#### Task objective
Reproduce the listing verbatim.

#### Data for this exercise
%%
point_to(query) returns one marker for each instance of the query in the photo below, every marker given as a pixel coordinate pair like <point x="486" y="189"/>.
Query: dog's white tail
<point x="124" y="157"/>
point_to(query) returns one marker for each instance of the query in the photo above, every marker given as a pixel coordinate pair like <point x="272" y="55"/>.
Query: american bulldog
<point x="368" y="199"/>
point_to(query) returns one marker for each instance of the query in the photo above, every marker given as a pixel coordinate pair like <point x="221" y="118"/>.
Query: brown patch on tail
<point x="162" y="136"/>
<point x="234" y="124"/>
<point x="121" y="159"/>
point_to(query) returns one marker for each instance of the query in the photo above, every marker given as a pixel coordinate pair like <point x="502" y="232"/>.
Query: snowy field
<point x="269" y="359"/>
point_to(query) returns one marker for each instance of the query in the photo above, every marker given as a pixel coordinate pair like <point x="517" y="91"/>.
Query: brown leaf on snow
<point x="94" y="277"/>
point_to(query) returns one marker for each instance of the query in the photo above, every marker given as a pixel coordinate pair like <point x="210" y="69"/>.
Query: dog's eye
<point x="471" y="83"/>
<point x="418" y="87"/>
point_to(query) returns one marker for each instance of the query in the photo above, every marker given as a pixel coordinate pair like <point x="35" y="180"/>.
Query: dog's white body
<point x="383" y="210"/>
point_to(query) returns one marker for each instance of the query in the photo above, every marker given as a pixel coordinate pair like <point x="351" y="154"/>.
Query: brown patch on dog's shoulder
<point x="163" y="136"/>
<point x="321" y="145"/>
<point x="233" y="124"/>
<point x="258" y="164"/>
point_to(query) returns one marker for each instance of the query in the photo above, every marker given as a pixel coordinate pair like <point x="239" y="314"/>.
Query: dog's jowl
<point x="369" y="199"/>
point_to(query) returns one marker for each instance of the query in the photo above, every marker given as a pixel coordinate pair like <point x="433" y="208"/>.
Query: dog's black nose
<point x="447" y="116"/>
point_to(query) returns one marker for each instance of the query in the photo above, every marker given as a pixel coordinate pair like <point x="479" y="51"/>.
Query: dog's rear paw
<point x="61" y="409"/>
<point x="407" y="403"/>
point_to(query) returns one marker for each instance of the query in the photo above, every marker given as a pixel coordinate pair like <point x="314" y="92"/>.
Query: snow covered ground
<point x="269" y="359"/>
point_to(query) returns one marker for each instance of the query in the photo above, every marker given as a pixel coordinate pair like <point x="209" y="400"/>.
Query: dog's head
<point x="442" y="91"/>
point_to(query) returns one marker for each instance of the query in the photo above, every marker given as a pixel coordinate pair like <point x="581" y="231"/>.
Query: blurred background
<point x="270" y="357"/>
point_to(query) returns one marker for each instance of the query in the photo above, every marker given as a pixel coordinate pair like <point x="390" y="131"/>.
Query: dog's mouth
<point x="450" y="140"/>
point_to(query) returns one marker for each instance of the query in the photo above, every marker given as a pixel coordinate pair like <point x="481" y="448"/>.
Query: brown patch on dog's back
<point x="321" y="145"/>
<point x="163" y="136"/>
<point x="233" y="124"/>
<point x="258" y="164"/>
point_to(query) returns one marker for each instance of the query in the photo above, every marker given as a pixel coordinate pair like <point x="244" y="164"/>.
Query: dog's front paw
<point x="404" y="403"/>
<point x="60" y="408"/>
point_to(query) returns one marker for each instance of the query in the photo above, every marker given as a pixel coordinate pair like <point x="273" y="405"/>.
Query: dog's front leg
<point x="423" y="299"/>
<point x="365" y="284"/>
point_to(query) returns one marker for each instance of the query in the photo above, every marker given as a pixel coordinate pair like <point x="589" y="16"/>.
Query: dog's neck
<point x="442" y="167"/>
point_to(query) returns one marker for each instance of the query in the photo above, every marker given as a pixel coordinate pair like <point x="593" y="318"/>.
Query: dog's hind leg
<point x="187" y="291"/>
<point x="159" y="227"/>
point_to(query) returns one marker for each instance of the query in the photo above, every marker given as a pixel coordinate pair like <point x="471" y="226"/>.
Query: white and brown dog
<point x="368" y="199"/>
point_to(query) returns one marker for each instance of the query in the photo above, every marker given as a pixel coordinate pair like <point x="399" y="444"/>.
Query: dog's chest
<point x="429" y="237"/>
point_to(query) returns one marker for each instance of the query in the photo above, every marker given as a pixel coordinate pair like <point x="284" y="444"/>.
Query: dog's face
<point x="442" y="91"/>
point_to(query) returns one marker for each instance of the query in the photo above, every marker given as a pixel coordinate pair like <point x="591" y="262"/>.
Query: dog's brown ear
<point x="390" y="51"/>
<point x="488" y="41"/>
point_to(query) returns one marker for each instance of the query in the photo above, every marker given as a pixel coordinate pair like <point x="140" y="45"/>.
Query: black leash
%%
#### Exercise answer
point_to(query) returns one marker for each instance of the query in the photo below, every marker given as a pixel coordinate pair like <point x="486" y="189"/>.
Query: dog's white tail
<point x="124" y="157"/>
point_to(query) returns one marker for each instance of the query in the photo above, every marker given as a pixel coordinate pair like <point x="272" y="55"/>.
Query: american bulldog
<point x="368" y="199"/>
point_to(query) returns one marker for each instance of the query in the photo above, every marker given as a pixel coordinate pair like <point x="221" y="118"/>.
Query: brown patch on tail
<point x="162" y="136"/>
<point x="234" y="124"/>
<point x="121" y="159"/>
point_to(query) returns one marker for each instance of the query in the photo above, every marker given as a pixel coordinate pair like <point x="502" y="232"/>.
Query: snowy field
<point x="269" y="359"/>
point_to(query) returns one marker for each instance of the query in the photo above, every marker given as a pixel coordinate pair like <point x="517" y="91"/>.
Query: brown leaf on snow
<point x="94" y="277"/>
point_to(query) returns one marker for each instance of the query in the photo above, every marker given as a pixel coordinate pair like <point x="210" y="69"/>.
Query: dog's eye
<point x="471" y="83"/>
<point x="418" y="87"/>
point_to(query) returns one marker for each instance of the query in the photo above, every marker given as a pixel coordinate pair like <point x="35" y="180"/>.
Query: dog's white body
<point x="383" y="210"/>
point_to(query) returns one marker for each instance of the query in the photo above, every marker given as a pixel coordinate pair like <point x="351" y="154"/>.
Query: brown patch on dog's shoulder
<point x="163" y="136"/>
<point x="321" y="145"/>
<point x="233" y="124"/>
<point x="258" y="164"/>
point_to(query) returns one marker for each instance of the query in the photo above, every marker given as a pixel coordinate pair like <point x="239" y="314"/>.
Query: dog's jowl
<point x="369" y="199"/>
point_to(query) returns one marker for each instance of the query in the photo above, every marker given as a pixel coordinate pair like <point x="433" y="208"/>.
Query: dog's black nose
<point x="447" y="116"/>
point_to(query) returns one marker for each instance of the query in the photo above, every marker given as a pixel coordinate pair like <point x="479" y="51"/>.
Query: dog's rear paw
<point x="61" y="409"/>
<point x="407" y="403"/>
point_to(query) returns one marker for each instance of the query in the photo above, every marker given as a pixel coordinate pair like <point x="314" y="92"/>.
Query: snow covered ground
<point x="269" y="359"/>
point_to(query) returns one marker for each instance of the query in the photo above, every marker given as a pixel coordinate pair like <point x="209" y="400"/>.
Query: dog's head
<point x="442" y="91"/>
point_to(query) returns one marker for each instance of the query in the photo above, every marker given as a pixel coordinate pair like <point x="581" y="231"/>.
Query: blurred background
<point x="270" y="357"/>
point_to(query) returns one marker for each instance of the query in the photo above, every marker given as a pixel coordinate pair like <point x="390" y="131"/>.
Query: dog's mouth
<point x="450" y="140"/>
point_to(query) returns one marker for each instance of the query in the photo above, every marker given as a pixel coordinate pair like <point x="481" y="448"/>.
Query: brown patch on dog's back
<point x="321" y="145"/>
<point x="163" y="136"/>
<point x="233" y="124"/>
<point x="258" y="164"/>
point_to(query) returns one marker for each instance of the query in the photo above, every marker given as a pixel coordinate pair like <point x="244" y="164"/>.
Query: dog's front paw
<point x="404" y="403"/>
<point x="60" y="408"/>
point_to(query) returns one marker for each instance of the query in the photo above, every marker given as a pixel coordinate pair like <point x="273" y="405"/>.
Query: dog's front leg
<point x="423" y="299"/>
<point x="365" y="284"/>
point_to(query) returns one marker for each instance of the query in the photo above, every marker given as a pixel coordinate pair like <point x="589" y="16"/>.
Query: dog's neck
<point x="442" y="167"/>
point_to(query) returns one marker for each instance of the query in the photo above, every marker given as a pixel coordinate pair like <point x="593" y="318"/>.
Query: dog's hind leg
<point x="187" y="291"/>
<point x="159" y="227"/>
point_to(query) returns one marker for each instance of the query in the photo above, every marker given as a pixel coordinate pair like <point x="471" y="226"/>.
Query: white and brown dog
<point x="368" y="199"/>
point_to(query) returns one marker for each instance of the query in the photo above, every marker given as a pixel coordinate pair like <point x="399" y="444"/>.
Query: dog's chest
<point x="429" y="237"/>
point_to(query) returns one marker for each instance of the query in the photo above, every marker given as a pixel coordinate pair like <point x="284" y="444"/>.
Query: dog's face
<point x="442" y="91"/>
point_to(query) returns one marker for each instance of the query in the photo above, every marker given as a pixel coordinate pair like <point x="591" y="262"/>.
Query: dog's brown ear
<point x="390" y="51"/>
<point x="488" y="41"/>
point_to(query) returns one marker for each instance of the query in the photo above, every marker given as a pixel coordinate pair like <point x="140" y="45"/>.
Query: black leash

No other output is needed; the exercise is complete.